Exercise directions: Repeat the entries exactly as they are written.

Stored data
------------------------------------------------------------

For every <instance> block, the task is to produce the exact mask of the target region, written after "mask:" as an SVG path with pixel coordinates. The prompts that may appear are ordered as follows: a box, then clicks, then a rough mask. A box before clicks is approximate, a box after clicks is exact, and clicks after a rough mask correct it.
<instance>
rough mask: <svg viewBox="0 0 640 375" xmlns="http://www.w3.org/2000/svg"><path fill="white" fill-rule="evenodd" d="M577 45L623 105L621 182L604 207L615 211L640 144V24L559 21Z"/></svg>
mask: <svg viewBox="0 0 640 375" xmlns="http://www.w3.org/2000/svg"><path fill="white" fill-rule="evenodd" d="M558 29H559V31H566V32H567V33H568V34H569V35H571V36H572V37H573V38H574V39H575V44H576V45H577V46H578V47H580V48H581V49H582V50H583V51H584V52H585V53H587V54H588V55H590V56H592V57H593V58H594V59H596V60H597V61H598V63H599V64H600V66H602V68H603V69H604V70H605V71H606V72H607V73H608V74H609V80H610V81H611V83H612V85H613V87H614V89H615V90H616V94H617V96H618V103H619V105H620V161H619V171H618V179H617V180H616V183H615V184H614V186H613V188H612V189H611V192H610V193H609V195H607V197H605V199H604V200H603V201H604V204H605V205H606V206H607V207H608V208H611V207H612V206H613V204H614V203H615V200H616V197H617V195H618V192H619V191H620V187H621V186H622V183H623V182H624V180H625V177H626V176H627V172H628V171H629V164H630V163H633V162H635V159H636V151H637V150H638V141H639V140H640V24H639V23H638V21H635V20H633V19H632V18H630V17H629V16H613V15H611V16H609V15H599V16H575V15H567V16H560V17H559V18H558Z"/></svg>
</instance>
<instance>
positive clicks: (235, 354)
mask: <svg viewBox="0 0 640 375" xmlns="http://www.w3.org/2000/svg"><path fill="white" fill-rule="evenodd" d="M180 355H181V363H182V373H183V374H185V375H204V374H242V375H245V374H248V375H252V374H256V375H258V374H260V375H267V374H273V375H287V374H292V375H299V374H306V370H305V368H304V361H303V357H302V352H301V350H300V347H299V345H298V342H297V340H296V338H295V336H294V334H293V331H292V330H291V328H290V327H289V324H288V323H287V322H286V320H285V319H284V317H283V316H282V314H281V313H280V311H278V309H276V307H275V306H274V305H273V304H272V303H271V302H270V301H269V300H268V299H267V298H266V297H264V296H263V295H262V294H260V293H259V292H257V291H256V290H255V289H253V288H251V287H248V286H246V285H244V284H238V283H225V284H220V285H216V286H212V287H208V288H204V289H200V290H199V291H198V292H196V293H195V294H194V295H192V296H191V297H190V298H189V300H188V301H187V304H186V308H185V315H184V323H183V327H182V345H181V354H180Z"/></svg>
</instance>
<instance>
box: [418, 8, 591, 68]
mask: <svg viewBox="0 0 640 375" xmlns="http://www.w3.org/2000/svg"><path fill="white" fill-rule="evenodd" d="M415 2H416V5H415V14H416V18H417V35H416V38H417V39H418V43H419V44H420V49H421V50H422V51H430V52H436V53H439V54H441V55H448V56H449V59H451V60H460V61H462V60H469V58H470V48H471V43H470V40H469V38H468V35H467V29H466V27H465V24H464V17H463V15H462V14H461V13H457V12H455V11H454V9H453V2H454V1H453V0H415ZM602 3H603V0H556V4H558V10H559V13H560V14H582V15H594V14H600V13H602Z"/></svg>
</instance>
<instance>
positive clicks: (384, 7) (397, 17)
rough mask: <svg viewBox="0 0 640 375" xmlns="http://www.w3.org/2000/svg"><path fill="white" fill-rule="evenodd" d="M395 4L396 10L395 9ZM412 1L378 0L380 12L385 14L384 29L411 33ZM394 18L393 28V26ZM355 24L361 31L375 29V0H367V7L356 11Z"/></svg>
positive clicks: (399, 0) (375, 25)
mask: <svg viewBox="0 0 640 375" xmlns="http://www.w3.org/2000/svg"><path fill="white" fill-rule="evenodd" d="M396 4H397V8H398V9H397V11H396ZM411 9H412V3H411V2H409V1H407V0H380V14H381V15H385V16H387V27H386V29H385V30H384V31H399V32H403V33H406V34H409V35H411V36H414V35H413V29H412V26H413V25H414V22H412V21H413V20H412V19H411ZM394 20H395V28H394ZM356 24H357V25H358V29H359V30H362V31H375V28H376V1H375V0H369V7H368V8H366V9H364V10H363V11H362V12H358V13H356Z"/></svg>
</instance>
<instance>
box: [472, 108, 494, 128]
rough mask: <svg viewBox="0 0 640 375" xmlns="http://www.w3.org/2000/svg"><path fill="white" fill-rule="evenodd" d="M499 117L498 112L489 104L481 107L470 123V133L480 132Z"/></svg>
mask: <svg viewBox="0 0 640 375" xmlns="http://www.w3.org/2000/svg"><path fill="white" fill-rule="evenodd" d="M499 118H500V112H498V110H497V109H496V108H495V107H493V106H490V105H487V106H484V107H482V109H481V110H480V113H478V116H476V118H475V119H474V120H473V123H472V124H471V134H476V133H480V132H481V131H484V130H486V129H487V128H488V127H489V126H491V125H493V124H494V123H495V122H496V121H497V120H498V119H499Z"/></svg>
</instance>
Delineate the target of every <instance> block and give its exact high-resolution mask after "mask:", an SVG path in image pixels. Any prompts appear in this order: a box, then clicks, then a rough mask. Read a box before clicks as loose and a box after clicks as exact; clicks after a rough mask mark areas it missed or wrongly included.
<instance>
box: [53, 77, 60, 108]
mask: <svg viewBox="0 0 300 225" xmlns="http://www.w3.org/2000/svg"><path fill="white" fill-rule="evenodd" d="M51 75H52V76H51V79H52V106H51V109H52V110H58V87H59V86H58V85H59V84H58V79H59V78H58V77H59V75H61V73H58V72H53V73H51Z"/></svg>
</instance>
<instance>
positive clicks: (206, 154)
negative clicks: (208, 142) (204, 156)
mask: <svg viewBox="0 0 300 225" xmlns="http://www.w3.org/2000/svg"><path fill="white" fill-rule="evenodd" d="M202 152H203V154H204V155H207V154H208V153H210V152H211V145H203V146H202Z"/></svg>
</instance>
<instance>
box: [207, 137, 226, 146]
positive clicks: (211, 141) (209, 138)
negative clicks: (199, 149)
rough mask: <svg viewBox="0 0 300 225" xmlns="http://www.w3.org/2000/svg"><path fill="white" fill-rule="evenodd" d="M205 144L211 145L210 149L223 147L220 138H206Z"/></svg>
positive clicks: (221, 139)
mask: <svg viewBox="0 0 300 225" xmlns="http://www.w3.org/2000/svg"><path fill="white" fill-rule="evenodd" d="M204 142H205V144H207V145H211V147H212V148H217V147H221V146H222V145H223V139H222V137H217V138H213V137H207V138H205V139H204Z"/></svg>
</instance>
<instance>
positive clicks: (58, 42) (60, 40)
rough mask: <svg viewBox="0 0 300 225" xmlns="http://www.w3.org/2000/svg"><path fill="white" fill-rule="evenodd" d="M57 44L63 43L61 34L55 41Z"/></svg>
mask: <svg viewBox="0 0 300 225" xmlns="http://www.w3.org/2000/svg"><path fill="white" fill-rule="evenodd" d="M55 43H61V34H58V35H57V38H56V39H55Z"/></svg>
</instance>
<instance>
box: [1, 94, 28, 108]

------------------------------------------------------------

Answer box:
For every <instance> block, the task is to produce the exact mask of the target region, written after "mask:" as an SVG path with pixel coordinates. The prompts that may appear are ordered as follows: a box, then clicks, then a rough mask. A box before clicks is approximate, a box after clicks is exact, and clicks after a rough mask correct it.
<instance>
rough mask: <svg viewBox="0 0 640 375" xmlns="http://www.w3.org/2000/svg"><path fill="white" fill-rule="evenodd" d="M577 45L623 105L621 182L604 207L615 211L640 144V24L559 21Z"/></svg>
mask: <svg viewBox="0 0 640 375" xmlns="http://www.w3.org/2000/svg"><path fill="white" fill-rule="evenodd" d="M558 29H559V31H566V32H567V33H568V34H569V35H571V36H572V37H573V38H574V39H575V44H576V45H577V46H578V47H580V48H581V49H582V50H583V51H584V52H585V53H587V54H588V55H590V56H592V57H593V58H594V59H596V60H597V61H598V63H599V64H600V66H602V68H603V69H604V70H605V71H606V72H607V73H608V74H609V80H610V81H611V83H612V85H613V87H614V89H615V90H616V94H617V96H618V103H619V105H620V161H619V171H618V179H617V180H616V183H615V184H614V186H613V188H612V189H611V192H610V193H609V195H607V197H605V199H604V200H603V201H604V204H605V205H606V206H607V207H608V208H611V207H612V206H613V204H614V203H615V200H616V197H617V195H618V192H619V191H620V187H621V186H622V183H623V182H624V180H625V177H626V176H627V172H628V171H629V164H630V163H633V162H635V159H636V151H637V150H638V141H639V140H640V24H639V23H638V21H635V20H633V19H632V18H630V17H629V16H613V15H611V16H609V15H599V16H575V15H567V16H560V17H559V18H558Z"/></svg>
</instance>
<instance>
positive clicks: (235, 354)
mask: <svg viewBox="0 0 640 375" xmlns="http://www.w3.org/2000/svg"><path fill="white" fill-rule="evenodd" d="M180 355H181V363H182V373H183V374H185V375H204V374H242V375H245V374H248V375H252V374H256V375H258V374H260V375H267V374H273V375H287V374H292V375H299V374H306V370H305V368H304V361H303V357H302V352H301V350H300V347H299V345H298V342H297V340H296V338H295V336H294V334H293V331H292V330H291V328H290V327H289V324H288V323H287V322H286V320H285V319H284V317H283V316H282V314H281V313H280V311H278V309H276V307H275V306H274V305H273V304H272V303H271V302H270V301H269V300H268V299H267V298H266V297H264V296H263V295H262V294H260V293H259V292H257V291H256V290H255V289H253V288H251V287H248V286H246V285H244V284H238V283H225V284H220V285H216V286H212V287H208V288H204V289H200V290H199V291H198V292H196V293H195V294H194V295H192V296H191V297H190V298H189V300H188V301H187V304H186V308H185V315H184V323H183V327H182V345H181V354H180Z"/></svg>
</instance>
<instance>
box: [418, 8, 591, 68]
mask: <svg viewBox="0 0 640 375" xmlns="http://www.w3.org/2000/svg"><path fill="white" fill-rule="evenodd" d="M415 2H416V5H415V14H416V18H417V35H416V38H417V39H418V43H419V44H420V49H421V50H422V51H430V52H436V53H439V54H441V55H448V56H449V59H451V60H460V61H462V60H469V58H470V48H471V43H470V40H469V38H468V35H467V29H466V27H465V24H464V17H463V15H462V14H461V13H457V12H455V11H454V9H453V2H454V1H453V0H415ZM602 3H603V0H556V4H558V10H559V13H560V14H582V15H594V14H600V13H602Z"/></svg>
</instance>
<instance>
positive clicks: (384, 7) (397, 17)
rough mask: <svg viewBox="0 0 640 375" xmlns="http://www.w3.org/2000/svg"><path fill="white" fill-rule="evenodd" d="M395 4L396 10L395 9ZM412 1L378 0L380 12L385 14L384 29L411 33ZM394 18L393 28V26ZM355 24L361 31L375 29V0H367V7L356 11Z"/></svg>
positive clicks: (399, 0) (375, 25)
mask: <svg viewBox="0 0 640 375" xmlns="http://www.w3.org/2000/svg"><path fill="white" fill-rule="evenodd" d="M396 4H397V8H398V9H397V11H396ZM411 9H412V3H411V2H409V1H407V0H380V14H381V15H385V16H387V27H386V29H385V30H384V31H399V32H403V33H406V34H409V35H411V36H414V35H413V29H412V26H413V25H414V22H412V21H413V20H412V19H411ZM394 20H395V28H394ZM356 24H357V25H358V29H359V30H362V31H375V28H376V1H375V0H369V7H368V8H366V9H364V10H363V11H362V12H358V13H356Z"/></svg>
</instance>
<instance>
box: [472, 108, 494, 128]
rough mask: <svg viewBox="0 0 640 375" xmlns="http://www.w3.org/2000/svg"><path fill="white" fill-rule="evenodd" d="M499 117L498 112L489 104L481 107L470 123V133L480 132Z"/></svg>
mask: <svg viewBox="0 0 640 375" xmlns="http://www.w3.org/2000/svg"><path fill="white" fill-rule="evenodd" d="M499 118H500V112H498V110H497V109H496V108H495V107H493V106H490V105H487V106H484V107H482V109H481V110H480V113H478V116H476V118H475V119H474V120H473V123H472V124H471V134H476V133H480V132H481V131H484V130H486V129H487V128H488V127H489V126H491V125H493V124H494V123H495V122H496V121H497V120H498V119H499Z"/></svg>
</instance>
Delineate the target of every <instance> block and give its exact high-resolution mask after "mask:", an SVG path in image pixels. Any prompts appear in this order: a box, then clicks, then a rough mask. Read a box before clicks as loose and a box after clicks as exact; clicks after a rough mask mark areas it missed or wrongly included.
<instance>
box: [53, 77, 60, 108]
mask: <svg viewBox="0 0 300 225" xmlns="http://www.w3.org/2000/svg"><path fill="white" fill-rule="evenodd" d="M51 75H52V76H51V79H52V106H51V109H52V110H58V87H59V86H58V85H59V84H58V79H59V78H58V77H59V75H61V73H58V72H53V73H51Z"/></svg>
</instance>
<instance>
positive clicks: (206, 154)
negative clicks: (208, 142) (204, 156)
mask: <svg viewBox="0 0 300 225" xmlns="http://www.w3.org/2000/svg"><path fill="white" fill-rule="evenodd" d="M202 152H203V154H204V155H207V154H208V153H210V152H211V145H203V146H202Z"/></svg>
</instance>
<instance>
box: [207, 137, 226, 146]
positive clicks: (211, 141) (209, 138)
negative clicks: (199, 149)
rough mask: <svg viewBox="0 0 300 225" xmlns="http://www.w3.org/2000/svg"><path fill="white" fill-rule="evenodd" d="M205 144L211 145L210 149L223 147L220 138H206Z"/></svg>
positive clicks: (221, 139)
mask: <svg viewBox="0 0 300 225" xmlns="http://www.w3.org/2000/svg"><path fill="white" fill-rule="evenodd" d="M204 142H205V144H207V145H211V147H212V148H217V147H221V146H222V145H223V139H222V137H217V138H213V137H207V138H205V139H204Z"/></svg>
</instance>
<instance>
positive clicks: (58, 42) (60, 40)
rough mask: <svg viewBox="0 0 300 225" xmlns="http://www.w3.org/2000/svg"><path fill="white" fill-rule="evenodd" d="M57 44L63 43L61 34L55 41Z"/></svg>
mask: <svg viewBox="0 0 300 225" xmlns="http://www.w3.org/2000/svg"><path fill="white" fill-rule="evenodd" d="M55 43H61V34H58V35H57V38H56V39H55Z"/></svg>
</instance>
<instance>
box: [1, 94, 28, 108]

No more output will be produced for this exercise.